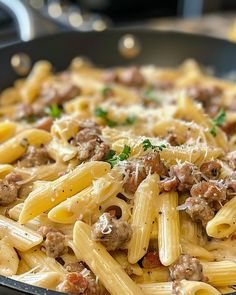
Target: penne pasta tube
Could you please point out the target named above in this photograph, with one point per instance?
(47, 280)
(75, 207)
(102, 263)
(19, 236)
(133, 269)
(7, 130)
(143, 216)
(168, 228)
(184, 287)
(220, 273)
(224, 222)
(62, 188)
(15, 147)
(9, 260)
(157, 288)
(36, 259)
(196, 250)
(153, 275)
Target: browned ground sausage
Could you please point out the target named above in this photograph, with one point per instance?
(186, 174)
(54, 243)
(111, 232)
(35, 156)
(9, 188)
(199, 210)
(211, 169)
(187, 268)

-------

» TASK OBJECTIVE
Your copy of the material above should be exact and free of pictures.

» WRITTEN RESPONSE
Target: penne pasta tube
Could you please point out the target named above in this photograph, with one point per instance?
(47, 280)
(75, 207)
(102, 263)
(19, 236)
(133, 269)
(7, 130)
(143, 216)
(168, 228)
(184, 287)
(220, 273)
(224, 222)
(62, 188)
(15, 147)
(9, 260)
(157, 288)
(36, 259)
(196, 250)
(153, 275)
Target: browned ground sausage
Could you please point out the target named above in this photograph, with one point per instance?
(186, 174)
(54, 243)
(111, 232)
(35, 156)
(9, 188)
(199, 210)
(211, 169)
(187, 268)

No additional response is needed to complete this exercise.